Collected data
-*-*-

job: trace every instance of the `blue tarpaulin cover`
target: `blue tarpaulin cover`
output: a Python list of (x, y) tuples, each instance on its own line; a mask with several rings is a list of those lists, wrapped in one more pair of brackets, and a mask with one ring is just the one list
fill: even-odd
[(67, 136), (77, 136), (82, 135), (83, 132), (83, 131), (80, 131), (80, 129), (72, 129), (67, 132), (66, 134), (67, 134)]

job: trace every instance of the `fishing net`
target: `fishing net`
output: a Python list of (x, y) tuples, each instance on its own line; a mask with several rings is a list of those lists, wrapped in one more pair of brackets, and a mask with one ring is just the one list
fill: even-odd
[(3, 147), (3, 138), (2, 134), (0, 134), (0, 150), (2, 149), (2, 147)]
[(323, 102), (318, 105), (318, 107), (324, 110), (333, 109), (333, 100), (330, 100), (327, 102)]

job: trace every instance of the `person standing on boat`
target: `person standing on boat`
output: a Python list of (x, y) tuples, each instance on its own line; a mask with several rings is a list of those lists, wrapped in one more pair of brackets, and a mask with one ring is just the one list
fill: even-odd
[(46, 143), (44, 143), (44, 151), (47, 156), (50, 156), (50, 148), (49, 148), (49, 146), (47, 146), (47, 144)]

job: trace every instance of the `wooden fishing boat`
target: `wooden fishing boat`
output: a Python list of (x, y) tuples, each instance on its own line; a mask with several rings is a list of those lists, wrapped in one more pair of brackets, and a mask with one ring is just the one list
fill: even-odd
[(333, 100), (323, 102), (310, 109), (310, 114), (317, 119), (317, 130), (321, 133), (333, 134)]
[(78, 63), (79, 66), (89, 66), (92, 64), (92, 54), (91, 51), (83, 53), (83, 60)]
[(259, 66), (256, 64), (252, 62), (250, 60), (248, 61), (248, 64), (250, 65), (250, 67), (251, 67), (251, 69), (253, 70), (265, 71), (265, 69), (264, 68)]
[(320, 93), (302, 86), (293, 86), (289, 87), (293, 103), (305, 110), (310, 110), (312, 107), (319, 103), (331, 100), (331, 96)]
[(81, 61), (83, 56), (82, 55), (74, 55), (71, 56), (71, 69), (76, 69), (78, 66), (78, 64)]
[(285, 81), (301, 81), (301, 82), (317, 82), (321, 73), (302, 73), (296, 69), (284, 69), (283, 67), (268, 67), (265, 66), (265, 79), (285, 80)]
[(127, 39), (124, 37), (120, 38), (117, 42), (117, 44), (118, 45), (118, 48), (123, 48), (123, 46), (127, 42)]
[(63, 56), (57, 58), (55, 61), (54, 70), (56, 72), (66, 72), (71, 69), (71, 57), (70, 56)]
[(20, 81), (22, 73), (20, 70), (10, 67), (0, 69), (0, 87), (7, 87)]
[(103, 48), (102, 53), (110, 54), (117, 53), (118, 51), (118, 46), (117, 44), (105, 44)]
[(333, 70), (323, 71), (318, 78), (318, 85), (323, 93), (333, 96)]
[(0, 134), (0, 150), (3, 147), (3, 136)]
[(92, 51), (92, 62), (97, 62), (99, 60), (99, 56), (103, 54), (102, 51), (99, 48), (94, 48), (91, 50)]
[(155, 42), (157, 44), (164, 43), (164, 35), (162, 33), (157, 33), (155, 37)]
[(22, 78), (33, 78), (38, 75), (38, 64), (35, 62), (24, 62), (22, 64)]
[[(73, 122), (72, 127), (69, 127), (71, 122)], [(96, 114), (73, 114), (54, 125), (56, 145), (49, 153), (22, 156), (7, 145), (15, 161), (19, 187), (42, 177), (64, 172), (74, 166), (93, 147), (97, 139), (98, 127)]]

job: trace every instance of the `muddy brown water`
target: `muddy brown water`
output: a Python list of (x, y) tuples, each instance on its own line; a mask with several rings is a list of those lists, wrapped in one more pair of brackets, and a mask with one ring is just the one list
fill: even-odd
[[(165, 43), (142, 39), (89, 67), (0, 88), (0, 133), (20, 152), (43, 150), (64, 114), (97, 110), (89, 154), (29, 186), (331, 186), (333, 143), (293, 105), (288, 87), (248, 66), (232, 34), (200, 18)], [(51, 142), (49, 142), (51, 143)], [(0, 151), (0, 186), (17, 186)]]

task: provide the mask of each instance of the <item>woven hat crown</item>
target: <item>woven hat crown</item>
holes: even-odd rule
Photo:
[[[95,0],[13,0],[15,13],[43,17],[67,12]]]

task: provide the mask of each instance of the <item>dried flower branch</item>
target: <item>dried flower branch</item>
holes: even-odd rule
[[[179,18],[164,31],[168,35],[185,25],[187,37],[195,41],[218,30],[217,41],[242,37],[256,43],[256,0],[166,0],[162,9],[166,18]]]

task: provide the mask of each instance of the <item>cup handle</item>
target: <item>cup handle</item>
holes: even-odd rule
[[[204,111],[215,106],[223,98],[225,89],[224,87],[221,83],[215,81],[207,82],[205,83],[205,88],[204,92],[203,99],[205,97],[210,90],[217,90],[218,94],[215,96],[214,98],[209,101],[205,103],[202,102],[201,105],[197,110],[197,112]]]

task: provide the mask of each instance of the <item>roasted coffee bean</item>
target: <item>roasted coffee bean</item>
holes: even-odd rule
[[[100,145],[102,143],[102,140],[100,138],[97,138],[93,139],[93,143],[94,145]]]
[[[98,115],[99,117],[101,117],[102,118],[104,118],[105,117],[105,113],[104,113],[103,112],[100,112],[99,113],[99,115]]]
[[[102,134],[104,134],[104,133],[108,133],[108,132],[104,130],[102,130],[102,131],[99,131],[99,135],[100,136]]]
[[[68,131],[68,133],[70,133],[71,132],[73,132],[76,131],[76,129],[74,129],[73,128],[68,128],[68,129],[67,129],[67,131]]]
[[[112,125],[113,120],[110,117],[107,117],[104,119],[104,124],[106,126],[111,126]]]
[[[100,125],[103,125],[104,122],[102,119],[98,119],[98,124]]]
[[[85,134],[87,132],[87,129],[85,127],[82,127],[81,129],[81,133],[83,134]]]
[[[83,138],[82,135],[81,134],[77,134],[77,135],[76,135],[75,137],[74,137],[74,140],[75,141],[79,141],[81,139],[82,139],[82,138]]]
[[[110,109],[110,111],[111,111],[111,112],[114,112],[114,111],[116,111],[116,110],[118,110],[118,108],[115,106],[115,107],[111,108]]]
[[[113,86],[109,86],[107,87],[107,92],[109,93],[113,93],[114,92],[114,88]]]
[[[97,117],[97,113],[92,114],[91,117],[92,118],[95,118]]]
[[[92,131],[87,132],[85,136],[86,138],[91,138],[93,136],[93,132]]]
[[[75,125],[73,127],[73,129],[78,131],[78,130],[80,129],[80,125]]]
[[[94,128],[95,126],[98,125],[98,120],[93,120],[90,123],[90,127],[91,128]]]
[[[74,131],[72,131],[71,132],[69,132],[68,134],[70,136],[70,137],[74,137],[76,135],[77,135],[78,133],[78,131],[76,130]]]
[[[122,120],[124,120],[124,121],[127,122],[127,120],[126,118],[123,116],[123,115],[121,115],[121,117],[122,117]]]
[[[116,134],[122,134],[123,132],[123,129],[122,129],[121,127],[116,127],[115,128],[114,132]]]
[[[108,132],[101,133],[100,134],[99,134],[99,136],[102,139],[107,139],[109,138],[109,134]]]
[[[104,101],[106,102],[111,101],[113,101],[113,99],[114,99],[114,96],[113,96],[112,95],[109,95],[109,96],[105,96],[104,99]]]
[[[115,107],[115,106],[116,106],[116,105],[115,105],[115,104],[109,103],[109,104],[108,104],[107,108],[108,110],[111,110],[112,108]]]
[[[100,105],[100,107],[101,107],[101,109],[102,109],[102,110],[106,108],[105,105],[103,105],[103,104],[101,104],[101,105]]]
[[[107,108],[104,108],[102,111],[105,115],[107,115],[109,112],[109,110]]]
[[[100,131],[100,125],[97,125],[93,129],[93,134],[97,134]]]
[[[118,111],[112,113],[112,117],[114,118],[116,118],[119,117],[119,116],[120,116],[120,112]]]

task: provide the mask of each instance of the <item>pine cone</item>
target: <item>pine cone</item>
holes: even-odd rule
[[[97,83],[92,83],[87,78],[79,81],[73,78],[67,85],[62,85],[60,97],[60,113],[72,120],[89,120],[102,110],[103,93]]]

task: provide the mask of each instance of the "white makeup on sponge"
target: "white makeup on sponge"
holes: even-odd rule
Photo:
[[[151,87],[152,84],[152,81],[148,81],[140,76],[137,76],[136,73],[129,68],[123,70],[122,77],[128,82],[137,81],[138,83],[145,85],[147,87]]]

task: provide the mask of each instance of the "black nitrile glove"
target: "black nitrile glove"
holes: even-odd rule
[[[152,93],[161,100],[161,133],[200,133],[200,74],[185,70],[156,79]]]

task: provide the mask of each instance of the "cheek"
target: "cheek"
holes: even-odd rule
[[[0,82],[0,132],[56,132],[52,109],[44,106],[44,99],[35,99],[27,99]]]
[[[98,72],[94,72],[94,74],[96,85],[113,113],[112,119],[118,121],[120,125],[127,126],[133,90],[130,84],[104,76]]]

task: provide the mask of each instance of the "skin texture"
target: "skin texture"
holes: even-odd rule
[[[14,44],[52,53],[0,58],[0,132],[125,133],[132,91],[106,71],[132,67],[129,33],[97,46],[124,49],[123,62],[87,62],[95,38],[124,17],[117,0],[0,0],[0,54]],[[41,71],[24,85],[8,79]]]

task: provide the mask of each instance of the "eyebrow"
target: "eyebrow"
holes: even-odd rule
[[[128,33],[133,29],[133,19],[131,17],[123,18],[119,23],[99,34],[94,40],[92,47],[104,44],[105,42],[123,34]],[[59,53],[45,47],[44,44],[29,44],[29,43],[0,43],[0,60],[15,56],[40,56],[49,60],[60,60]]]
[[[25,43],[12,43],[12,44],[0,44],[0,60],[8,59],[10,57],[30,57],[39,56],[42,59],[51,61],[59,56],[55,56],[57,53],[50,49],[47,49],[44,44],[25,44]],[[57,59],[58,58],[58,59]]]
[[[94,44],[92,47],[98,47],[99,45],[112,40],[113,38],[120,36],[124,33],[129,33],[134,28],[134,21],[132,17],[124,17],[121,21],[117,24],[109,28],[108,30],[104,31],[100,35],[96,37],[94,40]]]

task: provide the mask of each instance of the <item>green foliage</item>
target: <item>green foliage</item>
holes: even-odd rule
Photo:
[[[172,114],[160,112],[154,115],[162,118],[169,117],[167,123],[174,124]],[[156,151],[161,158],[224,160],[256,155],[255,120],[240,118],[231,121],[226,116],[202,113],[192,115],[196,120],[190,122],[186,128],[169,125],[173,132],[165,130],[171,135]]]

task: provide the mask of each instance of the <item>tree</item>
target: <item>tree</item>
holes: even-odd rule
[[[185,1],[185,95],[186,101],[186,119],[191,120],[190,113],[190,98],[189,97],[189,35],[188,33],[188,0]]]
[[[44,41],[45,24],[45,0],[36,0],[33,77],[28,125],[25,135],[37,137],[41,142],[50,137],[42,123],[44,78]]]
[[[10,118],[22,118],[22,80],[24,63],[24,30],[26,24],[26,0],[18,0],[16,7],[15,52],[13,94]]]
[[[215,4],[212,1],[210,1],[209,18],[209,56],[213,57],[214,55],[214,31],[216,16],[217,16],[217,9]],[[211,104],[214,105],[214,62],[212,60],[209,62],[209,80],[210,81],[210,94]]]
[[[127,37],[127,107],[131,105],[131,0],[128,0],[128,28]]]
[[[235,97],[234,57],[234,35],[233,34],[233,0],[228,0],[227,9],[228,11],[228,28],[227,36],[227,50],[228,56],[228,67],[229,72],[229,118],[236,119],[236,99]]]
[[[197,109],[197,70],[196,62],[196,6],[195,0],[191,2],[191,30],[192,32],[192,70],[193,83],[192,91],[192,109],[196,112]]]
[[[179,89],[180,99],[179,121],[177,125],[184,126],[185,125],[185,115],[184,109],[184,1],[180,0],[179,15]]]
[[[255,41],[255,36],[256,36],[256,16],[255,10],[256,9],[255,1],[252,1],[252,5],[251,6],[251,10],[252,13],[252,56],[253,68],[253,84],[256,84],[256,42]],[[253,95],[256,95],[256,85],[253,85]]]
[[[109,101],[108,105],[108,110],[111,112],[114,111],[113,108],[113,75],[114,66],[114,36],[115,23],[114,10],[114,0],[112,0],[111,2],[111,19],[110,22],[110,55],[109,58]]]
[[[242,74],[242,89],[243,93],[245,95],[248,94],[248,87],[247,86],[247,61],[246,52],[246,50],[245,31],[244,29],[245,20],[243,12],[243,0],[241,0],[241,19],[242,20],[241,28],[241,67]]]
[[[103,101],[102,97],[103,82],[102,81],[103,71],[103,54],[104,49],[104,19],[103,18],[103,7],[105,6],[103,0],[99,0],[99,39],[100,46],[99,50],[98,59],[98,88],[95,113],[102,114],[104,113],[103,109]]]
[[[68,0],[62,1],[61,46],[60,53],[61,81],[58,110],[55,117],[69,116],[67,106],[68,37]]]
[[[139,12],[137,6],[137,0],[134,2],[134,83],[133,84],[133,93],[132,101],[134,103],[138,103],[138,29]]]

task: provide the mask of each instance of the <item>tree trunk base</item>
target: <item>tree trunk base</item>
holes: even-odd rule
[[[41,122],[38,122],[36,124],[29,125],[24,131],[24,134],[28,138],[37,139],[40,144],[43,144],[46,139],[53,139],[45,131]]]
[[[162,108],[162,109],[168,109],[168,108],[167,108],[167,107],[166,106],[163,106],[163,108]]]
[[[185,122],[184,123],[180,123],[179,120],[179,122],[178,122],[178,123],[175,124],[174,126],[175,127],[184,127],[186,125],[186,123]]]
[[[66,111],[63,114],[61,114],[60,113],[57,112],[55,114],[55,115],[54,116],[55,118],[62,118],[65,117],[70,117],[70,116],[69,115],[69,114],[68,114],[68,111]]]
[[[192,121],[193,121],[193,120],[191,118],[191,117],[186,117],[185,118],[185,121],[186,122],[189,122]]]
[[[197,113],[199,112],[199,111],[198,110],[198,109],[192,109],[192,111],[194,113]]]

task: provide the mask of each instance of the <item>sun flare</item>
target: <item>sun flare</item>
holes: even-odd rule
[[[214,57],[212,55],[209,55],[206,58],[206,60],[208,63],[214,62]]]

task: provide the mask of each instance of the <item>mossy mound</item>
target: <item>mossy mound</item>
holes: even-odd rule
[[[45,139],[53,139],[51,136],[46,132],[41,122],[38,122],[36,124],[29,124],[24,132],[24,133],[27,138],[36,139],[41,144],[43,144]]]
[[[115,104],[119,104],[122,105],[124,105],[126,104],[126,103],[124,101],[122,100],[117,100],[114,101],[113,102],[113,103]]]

-*-*-

PROBLEM DESCRIPTION: Please pick out each line of the data above that contains the word "tree" and copy it. Case counts.

RESPONSE TO THIS EXERCISE:
task: provide the mask of each instance of the <item>tree</item>
target: <item>tree</item>
task: provide the mask of each instance of the <item>tree trunk base</item>
target: <item>tree trunk base</item>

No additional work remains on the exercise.